# Tractor v plow



## Hill town (Aug 25, 2017)

Looking into a massey Ferguson 4700 series tractor and a horst 4000 series 6 way blade. Anyone have any experience with this blade? I plow cottage roads and am worried about the parallel lift system approaching hills. Also it hangs way out the front of the tractor compared to a truck.


----------



## Mark Oomkes (Dec 10, 2000)

What in particular about the parallel lift concerns you? 

I love the Horst hitch on our Kubota...told Ebling numerous times it was far superior to the donkey "unit" setup they had for Daniels and even Blizzards.


----------



## DeVries (Nov 27, 2007)

Pless hitch is the best.


----------



## Hill town (Aug 25, 2017)

Because its a parallel lift not a radial like in a truck. As you start up a hill the angle of attack on the blade gets more and more aggressive until the front tires start uphill. Radial lifts don't do this. Also it hangs way off the front of a tractor. From the numbers I'm given I'd say close to 9 feet from the center of the front wheels.


----------



## grnleafgrnscape (Nov 30, 2013)

It's not the same, but I have 2 Boss 10 ft v plows with wing extensions on 6 series Deere tractors for 3 years now with zero issues. Only thing would be nice if they had an accumulator on them. 
In process of putting one on a v to try it.


----------



## Hill town (Aug 25, 2017)

I would do the same but none offer's a mount for this tractor. And tractor was a good deal


----------



## Hill town (Aug 25, 2017)

Does anyone make a tractor. Mount v plow other than hla I could check out?


----------



## grnleafgrnscape (Nov 30, 2013)

Boss only goes up to a 5 series. I made my mounts and used a regular wire harness. Didn't do any cutting so still can be used on a truck. Headlight adapters are same as Ford.


----------



## grnleafgrnscape (Nov 30, 2013)

Just used existing holes on tractor. In front bolted to holes for weight block and then on sides. Used 5/16 plate and then notched the bottom to accept the plow mount


----------



## Hill town (Aug 25, 2017)

Wanted to use tractor hydraulic. Is machinability still in business?


----------



## Hill town (Aug 25, 2017)

They are still in business. V35 uses a radial lift so its basically what I'm looking for. Waiting on a quote from them.


----------



## Mark Oomkes (Dec 10, 2000)

Hill town said:


> From the numbers I'm given I'd say close to 9 feet from the center of the front wheels.


Metric or imperial numbers?

If the wings are extended maybe. Although that seems a little on the high side.


----------



## Hill town (Aug 25, 2017)

9 feet doesn't have the option to be metric. Nope in straight blade configuration


----------



## Mark Oomkes (Dec 10, 2000)

So you're thinking of attaching the "A-frame" of the V plow to the lift of the HLA? 

I guess I could see it then, but then it would be much easier to fab up some plates as was suggested and use the lift mechanism on the plow. Far cheaper than a Machinability too.


----------



## Hill town (Aug 25, 2017)

That's not what I'm thinking at all these are the manufacturers dimensions.


----------

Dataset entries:

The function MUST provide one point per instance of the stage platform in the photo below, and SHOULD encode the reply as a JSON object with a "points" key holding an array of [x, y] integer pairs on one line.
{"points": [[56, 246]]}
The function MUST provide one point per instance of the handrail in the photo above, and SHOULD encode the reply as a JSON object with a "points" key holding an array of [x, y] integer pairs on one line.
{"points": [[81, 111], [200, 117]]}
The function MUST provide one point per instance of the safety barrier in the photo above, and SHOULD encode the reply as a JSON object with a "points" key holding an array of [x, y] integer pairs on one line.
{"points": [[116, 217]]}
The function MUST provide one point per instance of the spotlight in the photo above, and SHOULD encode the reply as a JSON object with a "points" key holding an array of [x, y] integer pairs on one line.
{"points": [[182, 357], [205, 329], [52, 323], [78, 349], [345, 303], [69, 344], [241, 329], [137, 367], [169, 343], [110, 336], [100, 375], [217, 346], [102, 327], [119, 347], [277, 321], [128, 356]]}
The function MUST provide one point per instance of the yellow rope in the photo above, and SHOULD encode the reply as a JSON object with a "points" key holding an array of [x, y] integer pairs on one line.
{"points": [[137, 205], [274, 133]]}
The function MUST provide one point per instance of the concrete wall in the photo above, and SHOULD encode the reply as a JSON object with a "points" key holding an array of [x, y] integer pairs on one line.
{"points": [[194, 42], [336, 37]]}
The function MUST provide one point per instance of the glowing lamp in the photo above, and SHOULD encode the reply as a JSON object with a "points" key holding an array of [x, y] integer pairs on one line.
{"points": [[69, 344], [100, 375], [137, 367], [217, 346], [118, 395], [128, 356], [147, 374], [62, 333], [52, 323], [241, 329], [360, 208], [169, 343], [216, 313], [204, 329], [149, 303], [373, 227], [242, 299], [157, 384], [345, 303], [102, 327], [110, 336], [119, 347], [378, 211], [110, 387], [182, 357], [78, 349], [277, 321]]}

Written request
Can you write out, word for word, the part of the tractor plow thread starting at "What in particular" and ending at "and even Blizzards."?

Solution for this exercise
What in particular about the parallel lift concerns you? 

I love the Horst hitch on our Kubota...told Ebling numerous times it was far superior to the donkey "unit" setup they had for Daniels and even Blizzards.